Texte fourni =
++++++

2. Autoriser les transferts de droits d’auteur. L’UE devrait disposer d’instruments juridiques appropriés pour réattribuer les droits de propriété intellectuelle. D’autres agences multilatérales peuvent le faire en quelques jours. L’UE ne semble pas disposer de tels instruments. Il serait utile qu’elle en dispose. Cela pourrait simplement permettre à l’UE de se dissocier, pour quelque raison que ce soit, d’une étude dont elle détient les droits d’auteur, plutôt que d’en empêcher la publication. Des mécanismes juridiques de ce type pourraient prévenir les atteintes à la liberté académique et les conflits sur ces questions.

3. Faciliter la mise en place d’un médiateur. DEMOS a signé son contrat avec la Commission européenne pour les partenariats internationaux (INTPA), qui ne dispose pas de médiateur ou de bureau de liaison pour ses contractants.[6] Les litiges entre les ONG contractantes et les délégations de l’UE sont normalement traités dans le pays. Mais si le dialogue est bloqué par des fonctionnaires européens de haut rang, par exemple un ambassadeur ou un directeur à Bruxelles, les contractants n’auront aucun canal de communication ni aucun moyen de parvenir à un accord à l’amiable. Un médiateur à l’INTPA pourrait créer des conditions plus équitables pour les ONG des pays en développement et permettre un dialogue constructif avec les autorités de l’UE, ce que nous aurions aimé avoir.

++++++

Lignes enregistrées =

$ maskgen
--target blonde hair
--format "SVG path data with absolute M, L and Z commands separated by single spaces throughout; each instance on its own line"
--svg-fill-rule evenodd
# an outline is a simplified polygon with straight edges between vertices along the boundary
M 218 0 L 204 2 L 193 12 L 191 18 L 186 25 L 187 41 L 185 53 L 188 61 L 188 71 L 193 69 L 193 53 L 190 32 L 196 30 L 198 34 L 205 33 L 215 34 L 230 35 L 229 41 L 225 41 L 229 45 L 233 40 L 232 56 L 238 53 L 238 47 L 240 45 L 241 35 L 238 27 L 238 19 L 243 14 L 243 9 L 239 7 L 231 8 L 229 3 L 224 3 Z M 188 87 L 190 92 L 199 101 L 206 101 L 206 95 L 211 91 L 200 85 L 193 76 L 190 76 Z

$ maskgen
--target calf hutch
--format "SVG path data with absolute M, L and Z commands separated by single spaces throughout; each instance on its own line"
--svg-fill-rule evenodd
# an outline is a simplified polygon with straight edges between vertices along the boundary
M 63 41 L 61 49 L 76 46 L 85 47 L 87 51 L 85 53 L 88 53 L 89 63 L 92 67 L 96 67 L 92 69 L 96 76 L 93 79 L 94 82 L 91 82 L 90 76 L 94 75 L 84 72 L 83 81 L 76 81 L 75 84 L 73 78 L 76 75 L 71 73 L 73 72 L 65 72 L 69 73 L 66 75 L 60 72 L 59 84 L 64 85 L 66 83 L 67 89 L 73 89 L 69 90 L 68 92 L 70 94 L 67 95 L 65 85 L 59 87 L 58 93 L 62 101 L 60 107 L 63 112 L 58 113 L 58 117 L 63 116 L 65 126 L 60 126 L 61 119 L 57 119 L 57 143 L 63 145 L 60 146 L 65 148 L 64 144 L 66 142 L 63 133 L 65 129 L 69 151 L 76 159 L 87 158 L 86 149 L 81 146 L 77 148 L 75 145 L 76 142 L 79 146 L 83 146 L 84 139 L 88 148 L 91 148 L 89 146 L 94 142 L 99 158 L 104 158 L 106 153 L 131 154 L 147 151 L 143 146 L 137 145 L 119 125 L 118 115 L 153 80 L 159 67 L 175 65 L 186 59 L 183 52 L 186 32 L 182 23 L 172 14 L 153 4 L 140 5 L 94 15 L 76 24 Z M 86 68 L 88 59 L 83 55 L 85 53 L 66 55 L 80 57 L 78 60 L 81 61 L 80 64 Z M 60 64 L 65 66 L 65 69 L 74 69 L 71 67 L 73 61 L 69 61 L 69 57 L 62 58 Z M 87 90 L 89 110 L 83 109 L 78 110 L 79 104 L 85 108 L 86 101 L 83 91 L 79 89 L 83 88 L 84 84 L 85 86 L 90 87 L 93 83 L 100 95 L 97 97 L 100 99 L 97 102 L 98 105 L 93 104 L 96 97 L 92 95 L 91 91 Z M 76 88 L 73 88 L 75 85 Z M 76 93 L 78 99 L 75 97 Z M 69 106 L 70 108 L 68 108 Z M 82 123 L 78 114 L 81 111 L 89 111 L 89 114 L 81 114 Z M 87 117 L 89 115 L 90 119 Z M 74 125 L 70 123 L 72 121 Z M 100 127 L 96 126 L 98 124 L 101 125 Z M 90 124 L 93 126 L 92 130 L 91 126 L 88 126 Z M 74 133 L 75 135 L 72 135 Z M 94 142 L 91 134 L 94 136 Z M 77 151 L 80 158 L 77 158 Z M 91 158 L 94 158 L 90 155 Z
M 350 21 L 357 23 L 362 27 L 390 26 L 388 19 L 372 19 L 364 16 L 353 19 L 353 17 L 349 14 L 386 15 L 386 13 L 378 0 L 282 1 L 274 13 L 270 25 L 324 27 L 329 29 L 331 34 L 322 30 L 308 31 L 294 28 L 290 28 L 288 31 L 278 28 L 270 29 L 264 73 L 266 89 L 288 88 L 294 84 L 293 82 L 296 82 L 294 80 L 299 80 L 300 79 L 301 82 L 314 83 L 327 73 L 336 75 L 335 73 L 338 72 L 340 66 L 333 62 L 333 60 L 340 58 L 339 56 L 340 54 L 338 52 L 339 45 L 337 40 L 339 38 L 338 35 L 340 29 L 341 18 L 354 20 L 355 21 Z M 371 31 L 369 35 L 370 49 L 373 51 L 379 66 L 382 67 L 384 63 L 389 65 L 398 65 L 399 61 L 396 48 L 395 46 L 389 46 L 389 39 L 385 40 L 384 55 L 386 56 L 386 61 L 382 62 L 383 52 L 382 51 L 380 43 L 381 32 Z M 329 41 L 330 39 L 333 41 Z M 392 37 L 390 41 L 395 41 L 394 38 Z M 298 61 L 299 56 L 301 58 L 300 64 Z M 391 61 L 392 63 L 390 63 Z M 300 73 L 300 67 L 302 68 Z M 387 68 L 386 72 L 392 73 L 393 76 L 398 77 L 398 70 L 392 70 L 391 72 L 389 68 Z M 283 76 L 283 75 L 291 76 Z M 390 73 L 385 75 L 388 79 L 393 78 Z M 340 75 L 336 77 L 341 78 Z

++++++

Consigne écrite 1 = D'après le texte fourni, avec quelle entité le contrat de DEMOS a-t-il été signé ?
Consigne écrite 2 = Recopiez fidèlement le passage du texte fourni qui commence à « 3. Faciliter la » et se termine à « aurions aimé avoir. ».
Les lignes n'ont aucun rapport avec le texte fourni.

Résultat 1 = Avec la Commission européenne pour les partenariats internationaux (INTPA).

Résultat 2 =
3. Faciliter la mise en place d’un médiateur. DEMOS a signé son contrat avec la Commission européenne pour les partenariats internationaux (INTPA), qui ne dispose pas de médiateur ou de bureau de liaison pour ses contractants.[6] Les litiges entre les ONG contractantes et les délégations de l’UE sont normalement traités dans le pays. Mais si le dialogue est bloqué par des fonctionnaires européens de haut rang, par exemple un ambassadeur ou un directeur à Bruxelles, les contractants n’auront aucun canal de communication ni aucun moyen de parvenir à un accord à l’amiable. Un médiateur à l’INTPA pourrait créer des conditions plus équitables pour les ONG des pays en développement et permettre un dialogue constructif avec les autorités de l’UE, ce que nous aurions aimé avoir.